Anderson found that it was legally acceptable for state legislatures to impose upon sheriffs new duties growing out of public policy or convenience. However, the state legislatures still can not strip the sheriffs
of their “time honored and common law functions”. The legislatures cannot “devolve them upon the incumbents of other offices created by legislative authority.”From this, today’s sheriffs have both expressed constitutional and statutory grants of authority. They also have implied authority based on their predecessors actions and can utilize it when it will aid their expressed authority.
The modern sheriff’s provinces and scope of authority can be determined by studying the modern day legislation. The sheriff has the right and duty to enforce any of this legislation as it concerns securing the peace, order, safety, and comfort of the community under his jurisdiction. In enforcing such legislation, the sheriff satisfies his constitutional obligations in enforcing the democracy’s laws, protecting the lives and property of it’s people, and safeguarding the health and morals of the community.
As the sheriffs were appointed in the New World, they acquired the power of arrest for all offenses attempted or committed in their presence, without a warrant. Any felony committed not in their presence could also be reasonable grounds for an arrest under the ancient common law, matching the exact measure for an arrest by any police officer today with one modern day addition – articulable facts
leading a reasonable police officer to believe there exists probable cause that the crime did, is, or will occur.
In conclusion, modern sheriff duties are performed by order of the people instead of by order of the King or Queen, so it is easy to see how the legal authority is politically oriented. Sheriffs can maneuver through court battles involving a challenge to their authority and come out successfully when they address the legal protections of their office concerning their constitutional obligations, and no
legal system or authority in the United States can challenge it with any standing. As so, the sheriff and his deputies have retained their authority to arrest without a warrant for all crimes, however defined, committed in their presence, and for felonies not committed in their presence. These powers could not
be truncated when the American legal system changed from common law to statutory law due to the verbiage of the Constitution, so the Sheriff exists as both an ancient and a modern authority.
Copyright 2000, 2000 Office of the Sheriff Camden County, NJ
All rights reserved. No part of this book may be reproduced in any form including photostat, microfilm,
xerography, or facsimile transmission. Nor may any part be stored in a computer or other
information storage system without the permission of the office.
A Synopsis of New Jersey History
Howard L. Green
Research Director, NJ Historical Commission
We do not know how many Native Americans inhabited the land that became New Jersey when Europeans began trading for furs in the area. Estimates vary from six to eight thousand on the low end to fifteen to twenty thousand on the high side. Dutchmen, Swedes, and Finns settled in the 1630s, making the region that encompasses New Jersey the only part of British North America whose first European inhabitants were not English.

Information supplied »
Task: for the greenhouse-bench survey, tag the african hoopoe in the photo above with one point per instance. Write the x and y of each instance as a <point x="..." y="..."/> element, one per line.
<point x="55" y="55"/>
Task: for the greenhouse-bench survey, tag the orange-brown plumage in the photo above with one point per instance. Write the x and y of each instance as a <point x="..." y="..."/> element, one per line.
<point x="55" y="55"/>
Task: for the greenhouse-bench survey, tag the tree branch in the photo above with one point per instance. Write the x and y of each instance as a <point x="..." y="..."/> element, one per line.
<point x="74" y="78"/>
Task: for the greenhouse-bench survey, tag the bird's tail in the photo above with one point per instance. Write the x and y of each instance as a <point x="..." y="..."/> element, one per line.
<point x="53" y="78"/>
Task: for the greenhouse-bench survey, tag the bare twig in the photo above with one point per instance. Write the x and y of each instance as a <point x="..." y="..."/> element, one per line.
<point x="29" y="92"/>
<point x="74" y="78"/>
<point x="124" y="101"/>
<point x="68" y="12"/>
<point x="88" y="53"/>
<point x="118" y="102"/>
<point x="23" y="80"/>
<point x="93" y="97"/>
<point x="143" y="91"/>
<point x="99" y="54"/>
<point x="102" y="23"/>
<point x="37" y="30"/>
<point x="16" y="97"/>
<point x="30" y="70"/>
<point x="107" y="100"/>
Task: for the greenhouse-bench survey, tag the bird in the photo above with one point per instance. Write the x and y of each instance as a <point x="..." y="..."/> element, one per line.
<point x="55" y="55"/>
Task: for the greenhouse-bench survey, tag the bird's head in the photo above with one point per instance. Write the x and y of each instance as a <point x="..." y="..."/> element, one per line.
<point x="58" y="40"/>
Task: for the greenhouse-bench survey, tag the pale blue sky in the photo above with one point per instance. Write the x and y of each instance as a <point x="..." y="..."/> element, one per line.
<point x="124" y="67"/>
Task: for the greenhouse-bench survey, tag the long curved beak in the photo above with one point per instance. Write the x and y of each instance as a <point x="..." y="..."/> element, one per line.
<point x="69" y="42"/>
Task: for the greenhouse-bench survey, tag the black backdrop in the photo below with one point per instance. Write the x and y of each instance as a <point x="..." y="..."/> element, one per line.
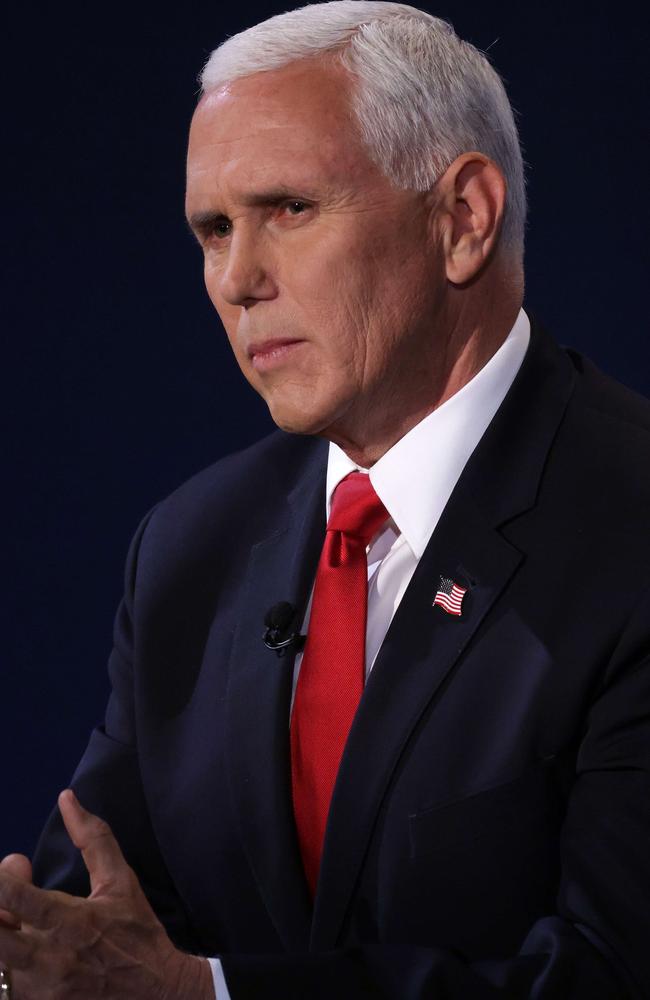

Aim of the task » Repeat word for word the passage of the text on sheriff authority that opens with the words "The modern sheriff’s" and closes with "of the community.". Use only the text on sheriff authority.

Finished answer »
The modern sheriff’s provinces and scope of authority can be determined by studying the modern day legislation. The sheriff has the right and duty to enforce any of this legislation as it concerns securing the peace, order, safety, and comfort of the community under his jurisdiction. In enforcing such legislation, the sheriff satisfies his constitutional obligations in enforcing the democracy’s laws, protecting the lives and property of it’s people, and safeguarding the health and morals of the community.